TASK BRIEF> Find each line in the material that contains the word "left", matching case exactly, and copy those lines.

>> Start PROVIDED DATA

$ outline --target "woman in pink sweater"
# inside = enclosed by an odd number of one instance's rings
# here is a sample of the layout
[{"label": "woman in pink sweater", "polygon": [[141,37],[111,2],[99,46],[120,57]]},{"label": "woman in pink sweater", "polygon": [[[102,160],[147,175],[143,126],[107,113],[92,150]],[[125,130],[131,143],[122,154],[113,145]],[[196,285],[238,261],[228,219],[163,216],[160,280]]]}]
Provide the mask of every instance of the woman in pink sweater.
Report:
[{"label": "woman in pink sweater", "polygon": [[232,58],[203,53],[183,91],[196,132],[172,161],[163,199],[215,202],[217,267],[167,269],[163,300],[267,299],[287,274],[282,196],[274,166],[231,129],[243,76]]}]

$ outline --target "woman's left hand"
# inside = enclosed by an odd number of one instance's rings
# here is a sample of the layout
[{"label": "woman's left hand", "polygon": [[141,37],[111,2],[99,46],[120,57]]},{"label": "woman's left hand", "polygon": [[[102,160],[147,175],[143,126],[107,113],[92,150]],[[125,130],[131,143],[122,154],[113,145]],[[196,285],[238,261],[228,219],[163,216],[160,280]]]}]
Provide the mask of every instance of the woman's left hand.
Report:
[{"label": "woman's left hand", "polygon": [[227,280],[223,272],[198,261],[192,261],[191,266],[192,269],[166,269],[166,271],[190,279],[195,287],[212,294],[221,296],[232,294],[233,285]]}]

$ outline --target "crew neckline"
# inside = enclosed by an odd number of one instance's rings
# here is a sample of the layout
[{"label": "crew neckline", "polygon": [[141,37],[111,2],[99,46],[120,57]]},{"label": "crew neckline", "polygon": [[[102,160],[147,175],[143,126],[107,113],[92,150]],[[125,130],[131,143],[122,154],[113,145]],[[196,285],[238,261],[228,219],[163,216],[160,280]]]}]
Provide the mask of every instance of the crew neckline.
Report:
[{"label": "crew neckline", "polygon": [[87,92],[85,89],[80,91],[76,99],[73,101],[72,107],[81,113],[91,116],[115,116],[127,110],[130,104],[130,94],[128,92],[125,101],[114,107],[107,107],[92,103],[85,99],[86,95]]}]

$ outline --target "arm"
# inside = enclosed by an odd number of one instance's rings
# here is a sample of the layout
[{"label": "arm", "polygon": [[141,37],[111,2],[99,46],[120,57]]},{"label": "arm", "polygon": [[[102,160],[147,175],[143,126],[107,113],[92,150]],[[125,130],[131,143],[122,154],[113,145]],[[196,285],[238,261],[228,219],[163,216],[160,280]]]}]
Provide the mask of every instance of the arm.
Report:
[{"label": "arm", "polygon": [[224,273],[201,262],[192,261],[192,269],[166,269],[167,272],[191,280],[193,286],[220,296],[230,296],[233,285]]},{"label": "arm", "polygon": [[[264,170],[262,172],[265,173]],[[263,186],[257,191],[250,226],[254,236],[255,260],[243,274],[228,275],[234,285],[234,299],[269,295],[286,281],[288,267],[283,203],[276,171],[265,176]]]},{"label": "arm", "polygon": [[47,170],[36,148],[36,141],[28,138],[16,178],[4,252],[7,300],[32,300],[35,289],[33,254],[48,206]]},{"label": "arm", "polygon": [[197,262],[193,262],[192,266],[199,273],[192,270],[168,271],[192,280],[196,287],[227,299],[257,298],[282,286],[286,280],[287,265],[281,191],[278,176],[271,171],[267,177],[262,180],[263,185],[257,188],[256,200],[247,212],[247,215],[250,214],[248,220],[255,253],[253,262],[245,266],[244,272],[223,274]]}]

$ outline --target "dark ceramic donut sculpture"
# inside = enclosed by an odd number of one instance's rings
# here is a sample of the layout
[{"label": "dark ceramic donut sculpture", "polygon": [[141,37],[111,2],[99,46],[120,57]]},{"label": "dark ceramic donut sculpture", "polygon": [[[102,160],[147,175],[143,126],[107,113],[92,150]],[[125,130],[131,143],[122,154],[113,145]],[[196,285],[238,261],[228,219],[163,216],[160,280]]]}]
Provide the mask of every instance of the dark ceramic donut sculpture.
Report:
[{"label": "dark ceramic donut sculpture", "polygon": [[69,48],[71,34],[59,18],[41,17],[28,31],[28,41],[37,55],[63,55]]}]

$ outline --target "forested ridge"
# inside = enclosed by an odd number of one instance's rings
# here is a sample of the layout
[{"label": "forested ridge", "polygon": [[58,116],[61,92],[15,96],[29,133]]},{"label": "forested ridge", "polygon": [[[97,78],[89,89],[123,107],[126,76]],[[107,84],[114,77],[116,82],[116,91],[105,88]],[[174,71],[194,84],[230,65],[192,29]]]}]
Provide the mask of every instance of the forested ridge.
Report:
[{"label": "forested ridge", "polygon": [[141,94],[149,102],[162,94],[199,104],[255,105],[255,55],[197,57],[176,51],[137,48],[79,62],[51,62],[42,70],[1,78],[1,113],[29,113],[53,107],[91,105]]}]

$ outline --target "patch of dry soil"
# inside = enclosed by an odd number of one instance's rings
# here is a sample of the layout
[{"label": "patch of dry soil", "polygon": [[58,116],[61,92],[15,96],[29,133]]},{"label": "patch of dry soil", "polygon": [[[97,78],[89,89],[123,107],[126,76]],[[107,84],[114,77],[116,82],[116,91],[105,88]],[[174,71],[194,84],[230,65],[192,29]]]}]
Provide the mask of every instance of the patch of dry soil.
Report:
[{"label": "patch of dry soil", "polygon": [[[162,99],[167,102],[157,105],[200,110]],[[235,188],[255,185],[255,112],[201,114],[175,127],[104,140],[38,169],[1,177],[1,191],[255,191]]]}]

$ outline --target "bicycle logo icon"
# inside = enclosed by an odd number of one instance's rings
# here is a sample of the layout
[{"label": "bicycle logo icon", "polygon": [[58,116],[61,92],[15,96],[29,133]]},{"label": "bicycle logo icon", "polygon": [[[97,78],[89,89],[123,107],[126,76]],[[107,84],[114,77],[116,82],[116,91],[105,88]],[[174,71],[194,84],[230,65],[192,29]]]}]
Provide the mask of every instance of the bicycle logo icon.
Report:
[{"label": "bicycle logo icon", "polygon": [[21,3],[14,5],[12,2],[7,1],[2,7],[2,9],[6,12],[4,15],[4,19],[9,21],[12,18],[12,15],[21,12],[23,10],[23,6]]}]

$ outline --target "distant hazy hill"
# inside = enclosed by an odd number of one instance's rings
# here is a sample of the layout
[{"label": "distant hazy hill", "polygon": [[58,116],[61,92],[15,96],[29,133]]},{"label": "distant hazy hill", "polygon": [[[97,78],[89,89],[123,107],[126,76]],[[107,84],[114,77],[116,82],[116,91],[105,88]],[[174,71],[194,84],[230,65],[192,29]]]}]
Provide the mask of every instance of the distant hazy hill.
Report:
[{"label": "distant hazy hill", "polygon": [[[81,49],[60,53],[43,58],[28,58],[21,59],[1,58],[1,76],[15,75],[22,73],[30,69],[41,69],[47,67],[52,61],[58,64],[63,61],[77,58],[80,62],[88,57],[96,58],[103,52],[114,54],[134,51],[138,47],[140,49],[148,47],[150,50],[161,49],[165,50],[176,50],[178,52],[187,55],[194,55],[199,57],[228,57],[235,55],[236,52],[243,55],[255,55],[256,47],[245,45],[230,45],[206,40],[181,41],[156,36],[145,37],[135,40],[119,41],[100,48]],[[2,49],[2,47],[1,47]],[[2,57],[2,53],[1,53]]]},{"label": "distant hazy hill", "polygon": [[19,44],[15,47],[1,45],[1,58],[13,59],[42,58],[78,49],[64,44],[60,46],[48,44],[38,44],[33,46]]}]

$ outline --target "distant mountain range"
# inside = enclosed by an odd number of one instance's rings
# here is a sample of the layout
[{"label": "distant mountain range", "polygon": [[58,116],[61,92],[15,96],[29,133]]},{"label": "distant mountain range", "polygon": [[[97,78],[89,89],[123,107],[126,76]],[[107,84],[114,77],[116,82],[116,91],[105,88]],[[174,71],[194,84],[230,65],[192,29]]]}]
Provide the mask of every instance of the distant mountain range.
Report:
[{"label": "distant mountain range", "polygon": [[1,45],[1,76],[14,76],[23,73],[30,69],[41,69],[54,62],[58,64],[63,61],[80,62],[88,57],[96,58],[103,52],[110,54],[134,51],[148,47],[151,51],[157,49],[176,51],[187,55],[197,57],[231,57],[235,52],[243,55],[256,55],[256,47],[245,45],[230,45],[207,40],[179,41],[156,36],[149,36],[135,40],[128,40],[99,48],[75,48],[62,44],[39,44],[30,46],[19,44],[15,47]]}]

>> End PROVIDED DATA

EXPECTED ANSWER>
$ outline --target "woman's left hand"
[{"label": "woman's left hand", "polygon": [[141,37],[111,2],[99,46],[120,57]]},{"label": "woman's left hand", "polygon": [[[102,160],[147,175],[143,126],[107,113],[92,150]],[[125,130],[131,143],[122,154],[113,145]],[[196,285],[238,261],[228,219],[163,216],[160,280]]]}]
Provide the mask of every instance of the woman's left hand.
[{"label": "woman's left hand", "polygon": [[227,280],[223,272],[198,261],[192,261],[191,266],[192,269],[166,269],[166,271],[190,279],[195,287],[212,294],[221,296],[232,294],[233,285]]}]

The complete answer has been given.